Please reproduce the records word for word, starting at the line that contains "Please trace the outline of every instance of the white" and ending at the last line of the records.
***
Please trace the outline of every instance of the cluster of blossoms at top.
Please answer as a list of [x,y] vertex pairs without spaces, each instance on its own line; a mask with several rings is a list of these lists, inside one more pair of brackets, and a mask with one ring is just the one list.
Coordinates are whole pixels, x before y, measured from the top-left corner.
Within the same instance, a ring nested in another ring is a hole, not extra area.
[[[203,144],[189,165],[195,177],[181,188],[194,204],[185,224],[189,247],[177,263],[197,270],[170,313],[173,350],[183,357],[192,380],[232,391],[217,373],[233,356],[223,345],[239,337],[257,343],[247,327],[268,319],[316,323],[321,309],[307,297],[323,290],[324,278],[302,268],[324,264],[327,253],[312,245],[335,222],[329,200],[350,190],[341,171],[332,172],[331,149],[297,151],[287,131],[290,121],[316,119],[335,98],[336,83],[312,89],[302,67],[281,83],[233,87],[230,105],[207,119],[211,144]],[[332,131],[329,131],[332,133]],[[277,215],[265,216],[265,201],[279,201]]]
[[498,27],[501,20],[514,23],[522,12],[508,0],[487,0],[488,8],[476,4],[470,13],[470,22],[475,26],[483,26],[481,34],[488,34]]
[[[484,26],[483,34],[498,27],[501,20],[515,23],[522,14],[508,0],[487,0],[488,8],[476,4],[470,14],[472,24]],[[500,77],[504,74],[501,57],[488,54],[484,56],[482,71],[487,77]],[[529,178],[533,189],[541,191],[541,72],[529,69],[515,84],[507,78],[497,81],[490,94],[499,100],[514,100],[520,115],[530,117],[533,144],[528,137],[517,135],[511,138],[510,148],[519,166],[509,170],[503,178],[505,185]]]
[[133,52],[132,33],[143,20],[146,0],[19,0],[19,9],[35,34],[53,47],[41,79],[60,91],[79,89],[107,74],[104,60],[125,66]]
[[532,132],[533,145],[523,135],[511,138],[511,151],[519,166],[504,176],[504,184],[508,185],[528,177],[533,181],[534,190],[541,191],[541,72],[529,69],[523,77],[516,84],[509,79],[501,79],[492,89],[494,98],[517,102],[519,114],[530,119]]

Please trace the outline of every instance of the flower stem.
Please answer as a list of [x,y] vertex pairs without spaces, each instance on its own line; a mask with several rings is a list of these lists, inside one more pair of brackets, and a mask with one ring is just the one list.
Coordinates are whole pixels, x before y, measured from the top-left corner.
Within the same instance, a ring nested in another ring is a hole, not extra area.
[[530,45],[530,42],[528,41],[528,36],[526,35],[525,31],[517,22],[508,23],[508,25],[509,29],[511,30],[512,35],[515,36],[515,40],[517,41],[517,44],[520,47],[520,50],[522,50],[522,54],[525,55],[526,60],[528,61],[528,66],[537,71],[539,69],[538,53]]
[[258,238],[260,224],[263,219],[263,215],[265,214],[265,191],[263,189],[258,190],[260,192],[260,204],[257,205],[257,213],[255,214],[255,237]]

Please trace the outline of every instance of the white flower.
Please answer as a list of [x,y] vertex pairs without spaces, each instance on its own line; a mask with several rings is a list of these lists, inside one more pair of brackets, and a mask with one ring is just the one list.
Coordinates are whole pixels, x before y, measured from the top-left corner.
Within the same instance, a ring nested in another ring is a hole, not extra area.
***
» Task result
Please trace the outline of every instance of the white flower.
Please answer as a list of [x,y] vertex pairs without spaces, each instance on its own line; a mask with several rings is a list of these lists, inside one more pair of brackets, and a mask with one ring is just the one list.
Coordinates are whole pixels, x before y, measured from the top-left corner.
Within the same instance, a ring nested in another ring is a hole, not extra area.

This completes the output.